(Data excerpted from a collection)
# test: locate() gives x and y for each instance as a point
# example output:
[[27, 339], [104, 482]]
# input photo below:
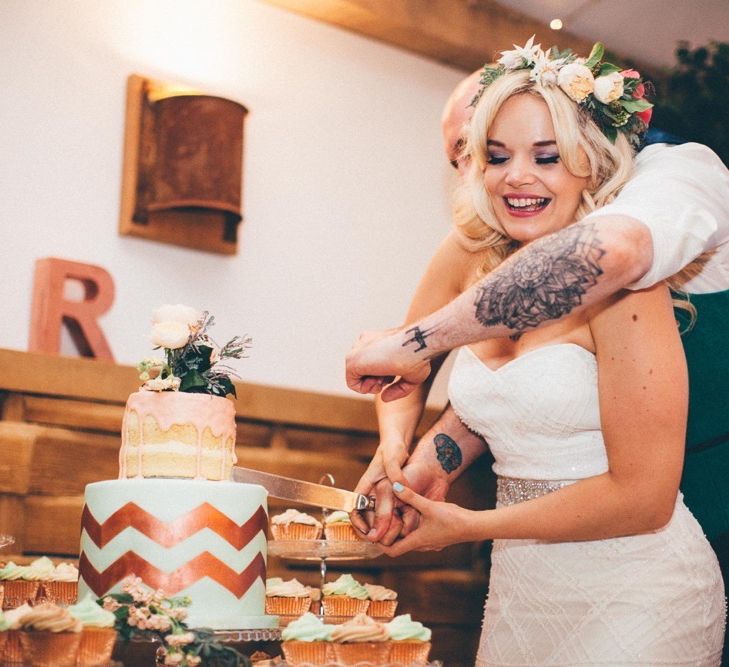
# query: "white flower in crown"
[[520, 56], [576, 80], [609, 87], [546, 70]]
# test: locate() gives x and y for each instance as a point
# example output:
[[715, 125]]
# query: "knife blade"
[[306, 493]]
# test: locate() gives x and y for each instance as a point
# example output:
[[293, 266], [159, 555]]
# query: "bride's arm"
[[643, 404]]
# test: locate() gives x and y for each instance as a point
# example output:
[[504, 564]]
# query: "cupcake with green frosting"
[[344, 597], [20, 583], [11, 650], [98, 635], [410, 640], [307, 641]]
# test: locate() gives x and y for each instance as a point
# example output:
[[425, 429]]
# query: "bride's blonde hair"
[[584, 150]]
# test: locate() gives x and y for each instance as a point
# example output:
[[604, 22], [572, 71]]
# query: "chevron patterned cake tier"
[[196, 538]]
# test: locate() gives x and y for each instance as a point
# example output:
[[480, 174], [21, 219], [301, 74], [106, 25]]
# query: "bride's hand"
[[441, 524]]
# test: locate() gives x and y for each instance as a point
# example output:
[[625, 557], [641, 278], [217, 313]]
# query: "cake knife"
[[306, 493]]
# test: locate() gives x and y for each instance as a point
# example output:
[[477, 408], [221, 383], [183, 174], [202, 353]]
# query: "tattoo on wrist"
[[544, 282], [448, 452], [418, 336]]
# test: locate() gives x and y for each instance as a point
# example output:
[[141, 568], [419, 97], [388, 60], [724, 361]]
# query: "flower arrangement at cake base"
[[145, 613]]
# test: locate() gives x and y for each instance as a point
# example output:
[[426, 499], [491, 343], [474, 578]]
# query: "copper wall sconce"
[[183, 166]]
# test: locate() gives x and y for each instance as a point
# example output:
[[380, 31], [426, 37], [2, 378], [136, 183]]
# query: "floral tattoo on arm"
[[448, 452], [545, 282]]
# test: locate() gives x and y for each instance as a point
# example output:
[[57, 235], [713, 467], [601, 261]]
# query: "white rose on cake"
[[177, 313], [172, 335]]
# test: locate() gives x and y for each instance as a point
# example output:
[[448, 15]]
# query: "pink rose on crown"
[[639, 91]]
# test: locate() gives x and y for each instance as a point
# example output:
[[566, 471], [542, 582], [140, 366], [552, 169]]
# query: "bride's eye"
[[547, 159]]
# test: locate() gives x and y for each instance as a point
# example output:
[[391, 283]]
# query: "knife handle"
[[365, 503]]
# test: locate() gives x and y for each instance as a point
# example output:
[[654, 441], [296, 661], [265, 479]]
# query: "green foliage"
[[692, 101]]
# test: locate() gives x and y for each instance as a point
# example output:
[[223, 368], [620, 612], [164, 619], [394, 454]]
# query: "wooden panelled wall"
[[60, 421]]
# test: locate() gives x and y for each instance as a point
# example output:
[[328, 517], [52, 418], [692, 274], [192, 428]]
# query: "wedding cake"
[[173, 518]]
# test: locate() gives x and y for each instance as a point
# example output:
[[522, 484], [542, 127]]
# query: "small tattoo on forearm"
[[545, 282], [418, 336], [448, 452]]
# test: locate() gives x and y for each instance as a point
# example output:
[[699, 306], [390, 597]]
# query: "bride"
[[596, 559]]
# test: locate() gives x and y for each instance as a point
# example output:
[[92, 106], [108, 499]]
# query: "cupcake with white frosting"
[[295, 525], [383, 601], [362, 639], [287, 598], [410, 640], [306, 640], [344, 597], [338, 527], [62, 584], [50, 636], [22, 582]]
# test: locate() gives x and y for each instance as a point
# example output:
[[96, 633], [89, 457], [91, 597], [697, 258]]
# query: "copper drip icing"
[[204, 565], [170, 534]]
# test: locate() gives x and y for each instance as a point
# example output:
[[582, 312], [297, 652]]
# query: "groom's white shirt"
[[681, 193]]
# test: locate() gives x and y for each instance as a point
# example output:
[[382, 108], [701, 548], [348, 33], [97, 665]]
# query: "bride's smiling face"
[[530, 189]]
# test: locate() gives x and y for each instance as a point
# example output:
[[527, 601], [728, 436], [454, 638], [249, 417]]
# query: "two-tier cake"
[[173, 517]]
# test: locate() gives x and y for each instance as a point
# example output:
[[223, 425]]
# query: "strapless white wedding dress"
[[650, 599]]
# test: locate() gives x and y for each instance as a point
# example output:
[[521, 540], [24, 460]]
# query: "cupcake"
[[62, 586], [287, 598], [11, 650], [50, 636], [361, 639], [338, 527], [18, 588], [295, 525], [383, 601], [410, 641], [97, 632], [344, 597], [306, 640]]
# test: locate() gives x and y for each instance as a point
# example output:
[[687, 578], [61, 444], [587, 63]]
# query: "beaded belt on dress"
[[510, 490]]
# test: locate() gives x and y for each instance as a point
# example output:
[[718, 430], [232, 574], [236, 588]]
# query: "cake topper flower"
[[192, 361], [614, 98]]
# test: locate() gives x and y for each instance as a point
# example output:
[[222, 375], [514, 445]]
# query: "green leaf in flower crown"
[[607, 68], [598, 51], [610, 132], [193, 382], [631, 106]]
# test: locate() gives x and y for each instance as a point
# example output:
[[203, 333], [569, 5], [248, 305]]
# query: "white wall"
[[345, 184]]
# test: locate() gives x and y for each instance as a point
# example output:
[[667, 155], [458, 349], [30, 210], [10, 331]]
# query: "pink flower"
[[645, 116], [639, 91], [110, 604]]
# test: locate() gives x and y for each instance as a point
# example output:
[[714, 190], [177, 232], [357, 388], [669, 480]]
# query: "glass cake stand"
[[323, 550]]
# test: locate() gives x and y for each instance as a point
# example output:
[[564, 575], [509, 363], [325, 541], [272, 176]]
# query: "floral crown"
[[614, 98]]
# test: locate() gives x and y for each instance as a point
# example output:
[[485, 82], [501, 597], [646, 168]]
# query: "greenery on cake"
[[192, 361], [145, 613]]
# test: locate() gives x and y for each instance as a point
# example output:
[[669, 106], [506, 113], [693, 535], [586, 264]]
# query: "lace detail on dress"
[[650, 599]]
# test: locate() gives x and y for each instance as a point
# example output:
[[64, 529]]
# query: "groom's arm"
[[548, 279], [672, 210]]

---

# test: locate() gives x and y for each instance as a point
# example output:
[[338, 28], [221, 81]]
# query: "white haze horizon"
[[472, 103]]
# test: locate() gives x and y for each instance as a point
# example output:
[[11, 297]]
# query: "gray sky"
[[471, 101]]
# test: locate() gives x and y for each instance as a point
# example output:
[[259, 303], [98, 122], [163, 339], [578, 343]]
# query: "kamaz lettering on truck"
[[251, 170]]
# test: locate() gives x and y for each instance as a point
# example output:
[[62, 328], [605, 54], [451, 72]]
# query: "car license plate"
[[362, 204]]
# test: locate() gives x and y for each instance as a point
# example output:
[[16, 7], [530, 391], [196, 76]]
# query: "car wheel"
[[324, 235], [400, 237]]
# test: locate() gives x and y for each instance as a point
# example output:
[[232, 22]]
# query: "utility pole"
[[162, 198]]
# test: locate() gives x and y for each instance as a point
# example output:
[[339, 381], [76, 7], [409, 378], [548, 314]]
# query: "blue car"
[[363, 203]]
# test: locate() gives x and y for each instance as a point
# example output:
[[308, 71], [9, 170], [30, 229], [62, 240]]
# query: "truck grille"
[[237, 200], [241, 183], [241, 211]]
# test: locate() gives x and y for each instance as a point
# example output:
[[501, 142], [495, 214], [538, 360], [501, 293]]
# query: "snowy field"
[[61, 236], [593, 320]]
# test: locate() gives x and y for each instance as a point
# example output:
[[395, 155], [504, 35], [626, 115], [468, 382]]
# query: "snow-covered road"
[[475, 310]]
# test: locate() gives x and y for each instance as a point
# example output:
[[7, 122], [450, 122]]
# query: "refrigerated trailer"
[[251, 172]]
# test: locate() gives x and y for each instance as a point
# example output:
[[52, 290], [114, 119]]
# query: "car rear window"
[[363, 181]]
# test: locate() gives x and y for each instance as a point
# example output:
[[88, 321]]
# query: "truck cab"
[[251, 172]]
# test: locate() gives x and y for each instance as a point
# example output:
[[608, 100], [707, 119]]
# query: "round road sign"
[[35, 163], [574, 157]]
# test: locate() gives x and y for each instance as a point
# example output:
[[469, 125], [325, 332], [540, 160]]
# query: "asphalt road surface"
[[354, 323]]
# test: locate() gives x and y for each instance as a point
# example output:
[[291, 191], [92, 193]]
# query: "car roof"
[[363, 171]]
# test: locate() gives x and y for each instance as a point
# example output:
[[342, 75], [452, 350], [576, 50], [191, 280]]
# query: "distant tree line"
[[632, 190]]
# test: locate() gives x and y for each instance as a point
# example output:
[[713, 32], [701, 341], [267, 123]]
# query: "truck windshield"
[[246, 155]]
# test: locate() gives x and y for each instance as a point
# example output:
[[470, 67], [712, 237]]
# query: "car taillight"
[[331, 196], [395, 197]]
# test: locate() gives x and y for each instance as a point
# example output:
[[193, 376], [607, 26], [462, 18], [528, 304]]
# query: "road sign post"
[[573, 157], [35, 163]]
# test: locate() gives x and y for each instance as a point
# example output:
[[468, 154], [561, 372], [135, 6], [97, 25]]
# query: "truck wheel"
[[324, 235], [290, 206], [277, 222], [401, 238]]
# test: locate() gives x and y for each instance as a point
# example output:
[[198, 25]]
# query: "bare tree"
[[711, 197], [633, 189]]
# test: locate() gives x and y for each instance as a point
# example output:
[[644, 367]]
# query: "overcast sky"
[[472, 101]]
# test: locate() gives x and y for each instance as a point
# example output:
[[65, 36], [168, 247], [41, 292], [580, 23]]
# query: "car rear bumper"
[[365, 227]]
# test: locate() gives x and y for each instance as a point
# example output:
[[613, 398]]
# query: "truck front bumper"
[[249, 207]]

◆ **Exercise brief**: Please return every line of the data above that contains the word "rose".

◆ **Exercise result**:
# query: "white rose on cake"
# query: "pink rose on crown"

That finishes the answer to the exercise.